[Stated problem] Copy the listing below line for line, leaving out the pictures.

[Dataset excerpts]
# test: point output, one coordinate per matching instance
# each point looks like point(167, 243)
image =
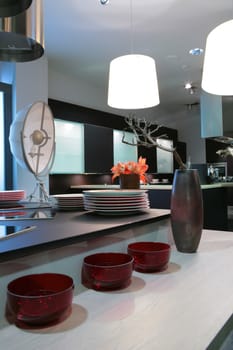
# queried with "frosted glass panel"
point(122, 151)
point(69, 156)
point(164, 158)
point(2, 151)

[Result of the task]
# test: point output, one coordinate per matching instance
# each point looks like point(167, 243)
image =
# queried with "frosted glass panel"
point(122, 151)
point(69, 156)
point(164, 158)
point(2, 151)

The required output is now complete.